For each record that follows, write out an identical copy.

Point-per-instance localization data
------------------------------

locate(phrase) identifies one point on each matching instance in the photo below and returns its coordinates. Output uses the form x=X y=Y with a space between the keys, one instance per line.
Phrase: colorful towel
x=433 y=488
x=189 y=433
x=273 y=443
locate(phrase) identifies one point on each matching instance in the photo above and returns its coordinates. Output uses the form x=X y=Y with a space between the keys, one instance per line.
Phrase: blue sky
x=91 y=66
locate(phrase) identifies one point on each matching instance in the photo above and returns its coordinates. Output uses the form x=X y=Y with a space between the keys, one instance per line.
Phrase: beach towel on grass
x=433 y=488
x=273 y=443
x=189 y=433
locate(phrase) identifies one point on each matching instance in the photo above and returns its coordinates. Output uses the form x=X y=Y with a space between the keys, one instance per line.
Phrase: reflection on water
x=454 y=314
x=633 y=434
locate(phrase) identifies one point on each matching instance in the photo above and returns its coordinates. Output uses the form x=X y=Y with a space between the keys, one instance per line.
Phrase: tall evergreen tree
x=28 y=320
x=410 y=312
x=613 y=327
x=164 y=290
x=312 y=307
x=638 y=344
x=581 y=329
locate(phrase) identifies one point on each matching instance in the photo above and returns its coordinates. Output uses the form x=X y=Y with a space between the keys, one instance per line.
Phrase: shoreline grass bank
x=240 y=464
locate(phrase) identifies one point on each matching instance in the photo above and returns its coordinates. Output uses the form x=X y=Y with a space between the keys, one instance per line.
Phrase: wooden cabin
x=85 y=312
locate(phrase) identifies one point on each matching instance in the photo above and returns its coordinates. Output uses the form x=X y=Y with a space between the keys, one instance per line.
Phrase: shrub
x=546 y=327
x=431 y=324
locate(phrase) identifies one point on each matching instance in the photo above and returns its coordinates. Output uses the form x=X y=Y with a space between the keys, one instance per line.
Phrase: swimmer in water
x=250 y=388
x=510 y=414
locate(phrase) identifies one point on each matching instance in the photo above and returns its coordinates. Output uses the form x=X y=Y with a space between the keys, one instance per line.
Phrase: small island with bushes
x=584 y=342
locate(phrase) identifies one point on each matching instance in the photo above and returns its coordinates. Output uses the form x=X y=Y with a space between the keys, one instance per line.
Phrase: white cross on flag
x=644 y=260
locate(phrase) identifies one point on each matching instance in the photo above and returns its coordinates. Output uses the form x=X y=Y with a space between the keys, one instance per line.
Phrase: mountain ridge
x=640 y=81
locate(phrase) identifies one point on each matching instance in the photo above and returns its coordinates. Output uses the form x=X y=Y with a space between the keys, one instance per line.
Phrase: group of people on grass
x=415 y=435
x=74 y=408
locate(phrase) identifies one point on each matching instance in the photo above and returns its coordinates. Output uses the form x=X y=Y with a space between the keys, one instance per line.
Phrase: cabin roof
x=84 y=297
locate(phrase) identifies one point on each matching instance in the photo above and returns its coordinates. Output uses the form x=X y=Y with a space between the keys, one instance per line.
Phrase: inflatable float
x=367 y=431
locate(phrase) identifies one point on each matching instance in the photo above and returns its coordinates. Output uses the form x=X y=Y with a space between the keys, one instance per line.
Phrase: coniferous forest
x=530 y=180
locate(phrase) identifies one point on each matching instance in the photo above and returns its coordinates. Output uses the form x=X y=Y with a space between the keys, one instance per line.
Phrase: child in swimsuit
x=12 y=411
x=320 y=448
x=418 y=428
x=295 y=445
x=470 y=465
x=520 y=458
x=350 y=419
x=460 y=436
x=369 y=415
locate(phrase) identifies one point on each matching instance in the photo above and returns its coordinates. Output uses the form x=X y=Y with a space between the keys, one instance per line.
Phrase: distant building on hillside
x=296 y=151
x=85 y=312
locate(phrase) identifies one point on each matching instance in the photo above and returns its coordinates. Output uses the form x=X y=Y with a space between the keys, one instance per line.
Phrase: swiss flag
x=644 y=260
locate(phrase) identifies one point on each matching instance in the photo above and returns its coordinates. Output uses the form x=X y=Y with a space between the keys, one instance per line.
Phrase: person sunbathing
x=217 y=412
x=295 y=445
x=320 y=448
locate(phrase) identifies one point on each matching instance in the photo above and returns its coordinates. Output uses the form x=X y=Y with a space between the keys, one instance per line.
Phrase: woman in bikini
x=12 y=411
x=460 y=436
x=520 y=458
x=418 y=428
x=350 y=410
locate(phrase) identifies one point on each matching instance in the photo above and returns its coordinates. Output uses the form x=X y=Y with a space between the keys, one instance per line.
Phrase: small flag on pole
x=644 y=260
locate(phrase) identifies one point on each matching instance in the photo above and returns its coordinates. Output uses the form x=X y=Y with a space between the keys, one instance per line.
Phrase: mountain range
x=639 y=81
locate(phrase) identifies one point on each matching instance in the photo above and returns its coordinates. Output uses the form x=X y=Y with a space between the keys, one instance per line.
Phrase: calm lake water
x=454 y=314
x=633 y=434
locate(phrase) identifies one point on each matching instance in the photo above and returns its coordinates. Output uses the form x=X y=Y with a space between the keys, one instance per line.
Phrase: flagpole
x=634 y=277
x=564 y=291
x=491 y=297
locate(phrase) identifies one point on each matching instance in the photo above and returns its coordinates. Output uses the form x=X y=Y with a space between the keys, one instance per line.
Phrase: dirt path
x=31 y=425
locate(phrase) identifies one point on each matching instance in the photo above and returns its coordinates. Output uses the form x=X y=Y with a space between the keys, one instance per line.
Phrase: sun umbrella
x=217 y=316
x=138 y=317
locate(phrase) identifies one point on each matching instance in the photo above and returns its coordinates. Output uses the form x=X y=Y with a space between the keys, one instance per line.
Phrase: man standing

------------------------------

RESPONSE TO THE TASK >>
locate(phrase) identifies one point on each matching instance in the photo below and returns its coordinates. Output uses the form x=X y=Y with a space between the keys, one instance per line.
Phrase: colorful towel
x=433 y=488
x=189 y=433
x=273 y=443
locate(phrase) identifies one point on each matching instance in the photo above and returns its coordinates. Output uses the form x=X y=Y with a space between the keys, one instance per line.
Phrase: blue sky
x=91 y=66
locate(phrase) identifies one point on each matching instance in the photo above and returns its coordinates. Output uses the form x=X y=Y with a space between the keys, one instance per line.
Phrase: beach towel on grass
x=433 y=488
x=273 y=443
x=189 y=433
locate(phrase) identifies one point on each matching instance in the photo above and returns its coordinates. Output uses the form x=X y=Y with a space between the keys, one instance per line.
Phrase: reflection on water
x=454 y=314
x=633 y=434
locate(phrase) identifies one point on each matching instance in the photo above and returns its coordinates. Output uses the form x=X y=Y with a space between the keys, one instance per line.
Phrase: tall evergreen tree
x=28 y=320
x=410 y=312
x=613 y=327
x=164 y=290
x=312 y=307
x=638 y=344
x=581 y=329
locate(phrase) identifies one point on each matching instance in the photo above and returns its coordinates. Output uses the form x=X y=Y with a space between the keys, one instance per line.
Phrase: shoreline grass bank
x=240 y=464
locate(phrase) identifies one point on each matching instance in the photo above and returns its coordinates. Output uses the form x=X y=Y with a space between the keys, one instance per line.
Phrase: wooden cabin
x=85 y=312
locate(phrase) identifies one point on each matching instance in the photo above and returns its coordinates. Output uses the form x=X y=Y with a space between the keys, one instance per line.
Phrase: shrub
x=546 y=327
x=431 y=324
locate(phrase) identifies one point on each matching instance in the photo above and returns its coordinates. Output uses the form x=X y=Y with a space between the keys, one instance per line.
Phrase: swimmer in water
x=250 y=388
x=510 y=414
locate(phrase) identifies one point on each matching instance in the photo above and returns its coordinates. Output uses the form x=X y=Y with a space between the keys, one instance per line.
Phrase: small island with bushes
x=584 y=342
locate(phrase) identifies one point on each matching instance in the photo above and returns its coordinates. Output uses the form x=X y=Y with a space between the keys, one instance per line.
Phrase: white cross on flag
x=644 y=260
locate(phrase) identifies one point on each matching instance in the photo above and returns its coordinates. Output uses the form x=X y=Y with a space between the keys, one instance per line.
Phrase: mountain ridge
x=640 y=81
locate(phrase) identifies one point on each matching instance in the photo above and returns its coordinates. Output uses the form x=X y=Y with a space between the keys, one instance per line.
Phrase: group of people on grass
x=415 y=435
x=74 y=408
locate(phrase) identifies one point on each matching instance in the photo above and returns its coordinates. Output uses the form x=X y=Y with a space between the keys, one instance per line.
Phrase: cabin roof
x=84 y=297
locate(phrase) identifies one point on each matching instance in the photo above and returns its coordinates. Output uses the form x=X y=Y with a space between the keys, one instance per line.
Phrase: inflatable float
x=367 y=431
locate(phrase) identifies one point on each matching instance in the photo above and returns its coordinates. Output uses the form x=X y=Y with a space between the keys, one instance per line.
Phrase: coniferous forest
x=530 y=180
locate(phrase) identifies one point on each matching instance in the photo above and returns its coordinates. Output uses the form x=X y=Y with a space between the keys, one instance per line.
Phrase: child in swimsuit
x=12 y=411
x=320 y=448
x=418 y=428
x=295 y=445
x=470 y=465
x=520 y=458
x=350 y=419
x=460 y=436
x=369 y=415
locate(phrase) identifies one point on each matching instance in the photo above and returns its coordinates. Output uses the form x=X y=Y with a space between the keys, one instance per line.
Phrase: distant building on hillside
x=296 y=151
x=85 y=312
locate(phrase) identifies one point on each matching instance in the photo above and returns its coordinates. Output uses the form x=X y=Y with a space between the keys, one instance per line.
Phrase: swiss flag
x=644 y=260
locate(phrase) identifies one point on each matching instance in the photo above and returns its coordinates. Output uses the form x=X y=Y with a space between the keys, one instance per line.
Phrase: person sunbathing
x=217 y=412
x=295 y=445
x=320 y=448
locate(phrase) identifies one point on each matching instance in the photo above and returns its coordinates. Output uses the form x=X y=Y with a space between the keys, one instance per line.
Phrase: woman in bikini
x=12 y=411
x=460 y=436
x=520 y=458
x=418 y=428
x=350 y=410
locate(phrase) identifies one point on each matching instance in the photo above and returns its coordinates. Output uses the form x=X y=Y with a space between the keys, one instance per line.
Phrase: small flag on pole
x=644 y=260
locate(phrase) identifies one point on each matching instance in the photo above and returns its coordinates. Output uses the form x=X y=Y with a space between the keys, one instance per line.
Phrase: mountain range
x=639 y=81
locate(phrase) identifies one point on each matching instance in the photo above and returns its coordinates. Output uses the form x=X y=Y with a space between the keys, one instance per line.
Phrase: calm lake water
x=454 y=314
x=633 y=434
locate(phrase) identifies one point on each matching instance in the photo above and returns its coordinates. Output uses the form x=X y=Y with a space between the keys, one instance per line.
Phrase: flagpole
x=634 y=277
x=564 y=291
x=491 y=297
locate(phrase) identifies one point on each matching instance in the photo above and returns its coordinates. Output uses the form x=X y=Y with a space between the keys, one instance per line.
Phrase: dirt path
x=31 y=425
locate(phrase) identifies one point on each matching instance in the photo above and returns its coordinates. Output uses the form x=X y=Y with a space between the keys, one instance per line.
Phrase: sun umbrella
x=217 y=316
x=138 y=317
locate(phrase) identifies one point on each matching instance in the photo above and returns its coordinates. Output uses the form x=X y=Y with a space between the keys, one instance per line.
Phrase: man standing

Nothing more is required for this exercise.